▸ Your goal: Copy out exactly the lines from the one containing "Mark the green bud" to the end of the records below, both included, and nothing else.
— start Data to use —
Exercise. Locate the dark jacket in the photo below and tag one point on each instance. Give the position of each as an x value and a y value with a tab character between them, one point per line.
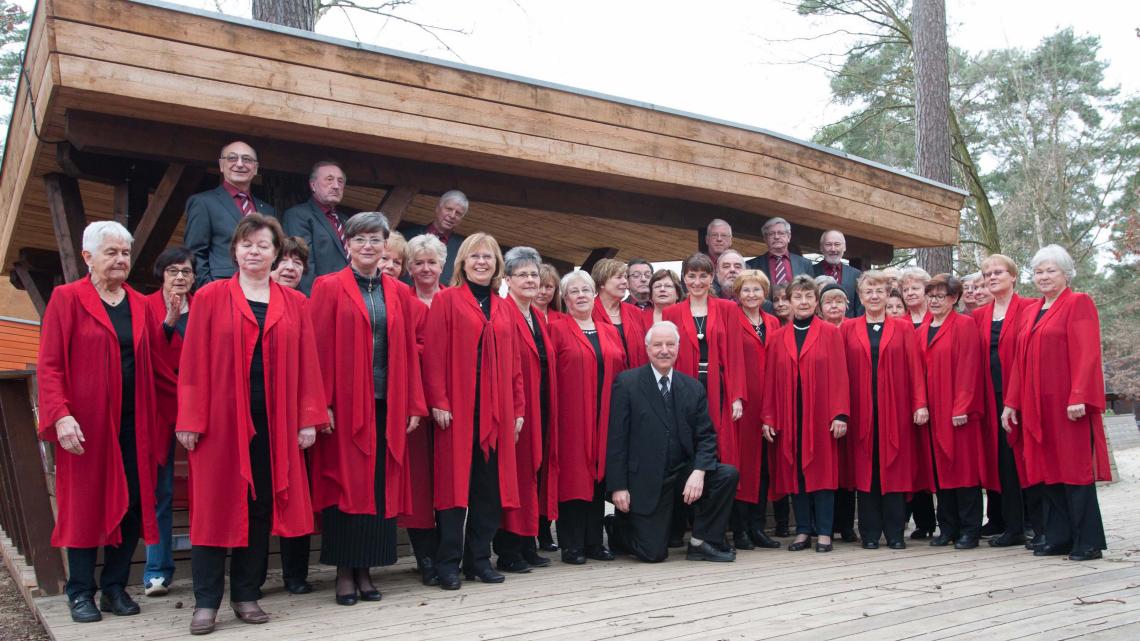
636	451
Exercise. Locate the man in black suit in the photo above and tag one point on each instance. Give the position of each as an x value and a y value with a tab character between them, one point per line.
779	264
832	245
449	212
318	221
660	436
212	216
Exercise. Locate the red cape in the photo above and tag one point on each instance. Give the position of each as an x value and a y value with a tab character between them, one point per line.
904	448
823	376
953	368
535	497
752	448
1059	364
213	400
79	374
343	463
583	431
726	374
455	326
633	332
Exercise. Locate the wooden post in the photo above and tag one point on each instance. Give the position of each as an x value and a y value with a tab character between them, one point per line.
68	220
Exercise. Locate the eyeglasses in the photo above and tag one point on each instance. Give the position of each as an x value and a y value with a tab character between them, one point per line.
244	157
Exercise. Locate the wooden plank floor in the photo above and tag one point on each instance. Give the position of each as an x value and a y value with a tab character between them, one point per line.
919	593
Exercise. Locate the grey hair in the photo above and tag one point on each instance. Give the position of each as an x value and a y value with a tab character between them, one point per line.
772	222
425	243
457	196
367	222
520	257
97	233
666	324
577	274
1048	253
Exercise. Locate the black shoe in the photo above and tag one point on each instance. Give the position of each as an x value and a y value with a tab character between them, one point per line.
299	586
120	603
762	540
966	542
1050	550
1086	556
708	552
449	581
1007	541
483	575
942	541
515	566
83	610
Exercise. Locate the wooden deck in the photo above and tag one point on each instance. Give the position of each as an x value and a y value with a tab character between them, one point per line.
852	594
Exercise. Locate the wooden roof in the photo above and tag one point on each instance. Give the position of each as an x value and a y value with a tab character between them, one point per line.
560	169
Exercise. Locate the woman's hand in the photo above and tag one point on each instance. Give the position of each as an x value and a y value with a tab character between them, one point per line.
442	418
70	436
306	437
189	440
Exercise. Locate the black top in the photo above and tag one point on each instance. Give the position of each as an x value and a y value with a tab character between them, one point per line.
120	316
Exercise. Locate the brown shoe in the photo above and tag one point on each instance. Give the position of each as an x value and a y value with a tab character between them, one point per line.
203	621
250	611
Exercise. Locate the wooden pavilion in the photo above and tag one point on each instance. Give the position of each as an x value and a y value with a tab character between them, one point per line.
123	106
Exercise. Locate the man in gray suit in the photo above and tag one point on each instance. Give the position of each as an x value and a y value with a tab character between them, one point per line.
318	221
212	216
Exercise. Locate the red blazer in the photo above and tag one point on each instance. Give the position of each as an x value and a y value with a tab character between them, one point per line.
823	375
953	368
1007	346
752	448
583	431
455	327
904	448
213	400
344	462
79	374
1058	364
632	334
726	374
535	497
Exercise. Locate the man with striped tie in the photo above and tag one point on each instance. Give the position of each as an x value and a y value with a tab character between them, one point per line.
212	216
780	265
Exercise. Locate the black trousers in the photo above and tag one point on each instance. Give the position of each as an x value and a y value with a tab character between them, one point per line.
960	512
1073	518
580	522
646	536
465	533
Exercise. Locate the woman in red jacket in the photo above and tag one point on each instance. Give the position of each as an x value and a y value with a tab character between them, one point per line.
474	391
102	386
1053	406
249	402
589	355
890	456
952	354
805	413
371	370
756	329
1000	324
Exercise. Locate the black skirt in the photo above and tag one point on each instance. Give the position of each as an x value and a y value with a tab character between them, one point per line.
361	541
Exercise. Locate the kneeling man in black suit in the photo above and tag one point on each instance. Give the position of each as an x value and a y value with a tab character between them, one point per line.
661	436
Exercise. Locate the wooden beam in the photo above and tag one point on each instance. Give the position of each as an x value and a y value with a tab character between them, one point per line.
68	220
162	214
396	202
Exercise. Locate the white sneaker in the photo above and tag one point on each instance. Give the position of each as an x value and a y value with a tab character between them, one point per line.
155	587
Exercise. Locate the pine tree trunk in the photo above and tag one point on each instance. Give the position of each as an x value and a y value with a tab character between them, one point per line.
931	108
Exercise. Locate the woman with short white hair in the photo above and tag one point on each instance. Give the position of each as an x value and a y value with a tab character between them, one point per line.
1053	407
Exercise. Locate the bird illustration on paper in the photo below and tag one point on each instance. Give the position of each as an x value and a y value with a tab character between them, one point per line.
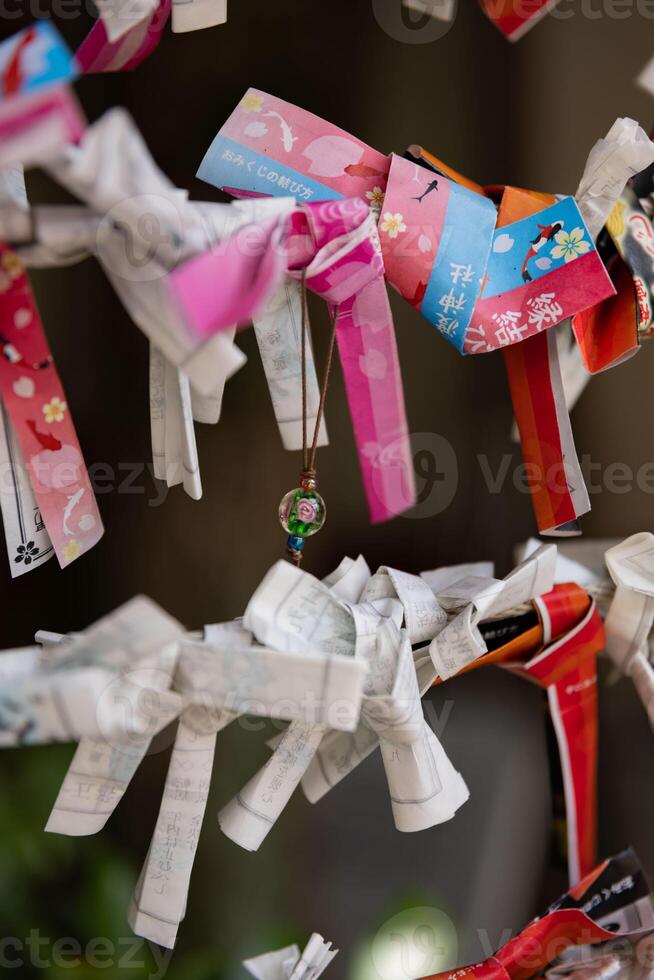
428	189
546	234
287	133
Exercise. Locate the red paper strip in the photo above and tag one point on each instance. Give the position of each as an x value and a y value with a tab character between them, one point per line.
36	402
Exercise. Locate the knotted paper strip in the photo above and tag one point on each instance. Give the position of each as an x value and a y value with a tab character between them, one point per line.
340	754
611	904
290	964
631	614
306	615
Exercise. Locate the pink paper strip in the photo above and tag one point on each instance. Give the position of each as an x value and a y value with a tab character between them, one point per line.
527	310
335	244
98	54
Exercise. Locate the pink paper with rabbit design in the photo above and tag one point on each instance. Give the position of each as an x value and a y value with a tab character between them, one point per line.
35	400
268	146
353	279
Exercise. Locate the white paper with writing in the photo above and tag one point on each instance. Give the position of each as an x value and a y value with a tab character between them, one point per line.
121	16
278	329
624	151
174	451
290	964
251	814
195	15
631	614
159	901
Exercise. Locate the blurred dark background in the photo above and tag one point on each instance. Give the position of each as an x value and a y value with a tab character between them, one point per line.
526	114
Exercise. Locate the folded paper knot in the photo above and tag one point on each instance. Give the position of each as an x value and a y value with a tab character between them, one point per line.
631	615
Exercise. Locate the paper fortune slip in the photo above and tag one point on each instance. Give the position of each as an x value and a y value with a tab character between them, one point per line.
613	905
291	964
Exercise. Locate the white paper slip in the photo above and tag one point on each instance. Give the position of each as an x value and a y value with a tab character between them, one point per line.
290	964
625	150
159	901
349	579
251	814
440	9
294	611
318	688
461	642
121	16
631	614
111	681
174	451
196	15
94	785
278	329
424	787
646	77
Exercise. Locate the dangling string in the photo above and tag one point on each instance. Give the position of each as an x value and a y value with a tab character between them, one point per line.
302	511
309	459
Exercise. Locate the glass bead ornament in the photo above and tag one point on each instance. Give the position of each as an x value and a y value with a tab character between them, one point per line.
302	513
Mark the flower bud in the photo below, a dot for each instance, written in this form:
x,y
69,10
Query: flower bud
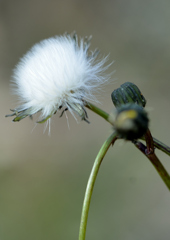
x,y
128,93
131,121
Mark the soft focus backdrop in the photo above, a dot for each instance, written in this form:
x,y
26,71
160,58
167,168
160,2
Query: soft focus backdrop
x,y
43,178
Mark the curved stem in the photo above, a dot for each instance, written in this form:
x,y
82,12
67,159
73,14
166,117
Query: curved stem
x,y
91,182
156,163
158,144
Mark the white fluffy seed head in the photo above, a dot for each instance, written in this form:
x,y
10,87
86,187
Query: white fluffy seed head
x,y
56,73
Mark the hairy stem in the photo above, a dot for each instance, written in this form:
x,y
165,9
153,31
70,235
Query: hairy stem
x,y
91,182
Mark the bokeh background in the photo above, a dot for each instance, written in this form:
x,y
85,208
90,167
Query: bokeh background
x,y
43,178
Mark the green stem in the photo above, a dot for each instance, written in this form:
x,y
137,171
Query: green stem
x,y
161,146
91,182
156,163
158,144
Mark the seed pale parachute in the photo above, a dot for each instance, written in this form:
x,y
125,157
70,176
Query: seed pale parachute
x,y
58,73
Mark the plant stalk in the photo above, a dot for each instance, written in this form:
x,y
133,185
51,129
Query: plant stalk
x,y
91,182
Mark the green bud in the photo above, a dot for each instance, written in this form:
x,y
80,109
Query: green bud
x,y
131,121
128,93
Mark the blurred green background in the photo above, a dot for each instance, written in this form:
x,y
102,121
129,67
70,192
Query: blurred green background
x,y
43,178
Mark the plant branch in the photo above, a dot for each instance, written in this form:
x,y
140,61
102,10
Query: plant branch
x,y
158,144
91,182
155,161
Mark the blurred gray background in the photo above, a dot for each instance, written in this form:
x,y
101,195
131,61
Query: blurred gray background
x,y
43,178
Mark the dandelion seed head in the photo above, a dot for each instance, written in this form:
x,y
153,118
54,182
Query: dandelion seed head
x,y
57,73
— end Data to use —
▸ Written reply:
Mark the green bud in the photo above, a dot for each instance, written in this form:
x,y
80,109
Query: green bud
x,y
131,121
128,93
Mark the blurred green background in the photo above, a dot for each instance, written in this form:
x,y
102,121
129,67
70,192
Query: blurred green background
x,y
43,178
Mark the plant branch in the photo above, a dot for each instance, written in this form:
x,y
140,61
102,10
Query: plant branch
x,y
158,144
91,182
155,161
Mark the blurred gray background in the photo above, a dot for each instance, written in this form:
x,y
101,195
131,61
Query: blurred gray background
x,y
43,178
Mark the dandelion seed head in the photo above, a dot for each instance, written in this form:
x,y
153,118
54,182
Query: dandelion seed head
x,y
57,73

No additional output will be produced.